Fragmento seleccionado:
____

Cuando era niña, tenía un poco de sobrepeso, pero no era gorda. A los 15 años, empecé a adelgazar: hacer deporte y comer muy poco me acercó a la talla que me prometía todo lo que mi talla anterior me había estado negando. Pese a mi relación obsesiva con la comida, pensaba que estaba más sana que nunca. Por primera vez en toda mi adolescencia, me sentí bien conmigo misma.
Cuando mi madre falleció de repente a causa de un infarto, la relación tóxica que había tenido con la comida durante toda mi vida se manifestó de golpe. En poco tiempo, engordé 60 kilos y me convertí en lo que todo el mundo me había advertido, lo que muchas personas pasan toda su vida intentando evitar: era, y sigo siendo, una gorda.

____

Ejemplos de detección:
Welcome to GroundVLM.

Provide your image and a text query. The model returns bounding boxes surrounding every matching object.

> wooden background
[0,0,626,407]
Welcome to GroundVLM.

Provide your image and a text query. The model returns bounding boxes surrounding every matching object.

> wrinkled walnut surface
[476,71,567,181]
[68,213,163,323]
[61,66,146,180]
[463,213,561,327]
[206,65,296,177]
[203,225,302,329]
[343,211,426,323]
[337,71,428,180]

____

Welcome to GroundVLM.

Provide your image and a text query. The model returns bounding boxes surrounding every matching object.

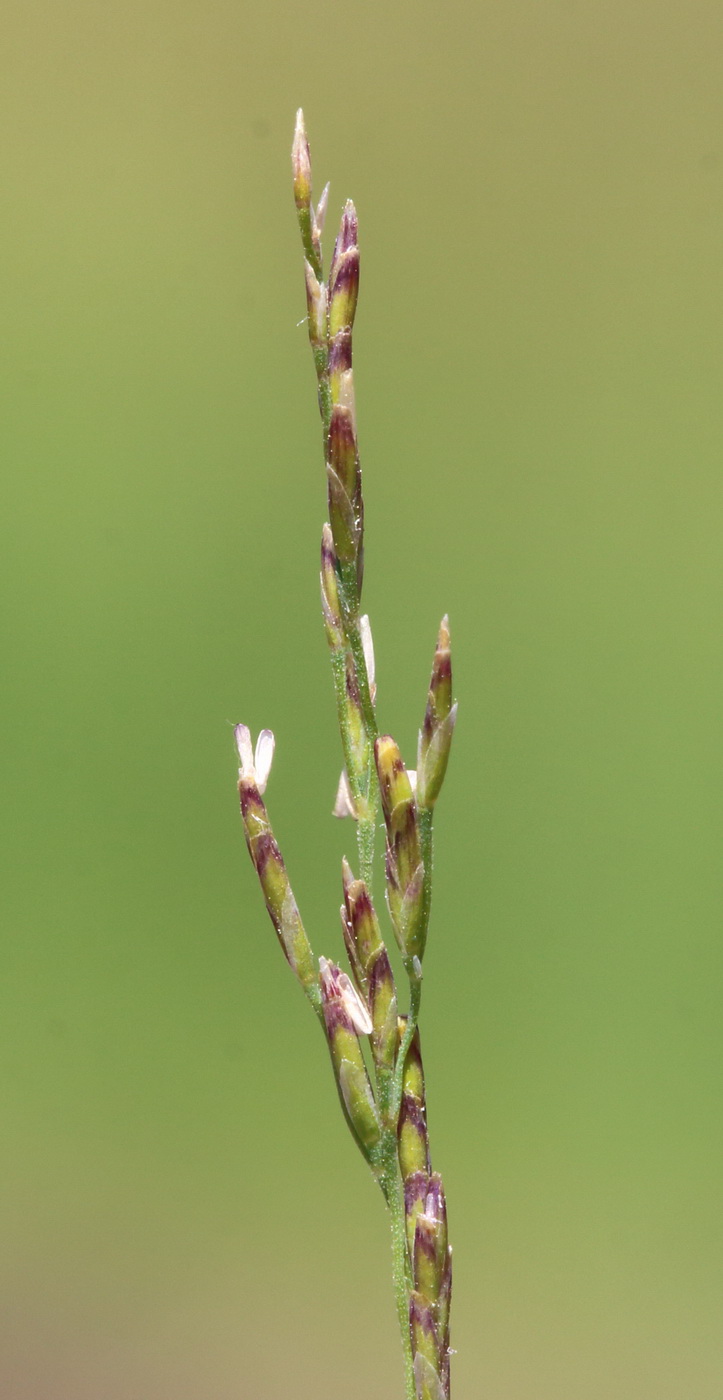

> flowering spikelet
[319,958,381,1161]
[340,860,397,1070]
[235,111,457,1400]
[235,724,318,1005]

____

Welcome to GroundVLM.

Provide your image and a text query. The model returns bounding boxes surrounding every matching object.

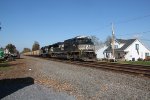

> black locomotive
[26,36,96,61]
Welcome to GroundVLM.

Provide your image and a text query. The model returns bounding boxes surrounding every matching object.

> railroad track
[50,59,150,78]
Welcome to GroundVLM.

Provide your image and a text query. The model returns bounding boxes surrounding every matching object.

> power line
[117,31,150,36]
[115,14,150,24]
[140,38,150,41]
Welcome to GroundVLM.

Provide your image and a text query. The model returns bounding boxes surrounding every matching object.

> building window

____

Acciones a realizar:
a - Explique, según el fragmento seleccionado, qué acercó a quien narra a la talla que buscaba a los 15 años y qué esperaba obtener de esa talla.
b - En la parte del fragmento seleccionado que comienza con las palabras "Cuando mi madre" y termina con "siendo, una gorda.", sustituya "de repente" por "inesperadamente" y escriba de nuevo ese pasaje.

Respuestas del ejercicio:
a - La acercaron a esa talla el deporte y comer muy poco. Esperaba que esa talla le diera todo lo que su talla anterior le había estado negando.

b -
Cuando mi madre falleció inesperadamente a causa de un infarto, la relación tóxica que había tenido con la comida durante toda mi vida se manifestó de golpe. En poco tiempo, engordé 60 kilos y me convertí en lo que todo el mundo me había advertido, lo que muchas personas pasan toda su vida intentando evitar: era, y sigo siendo, una gorda.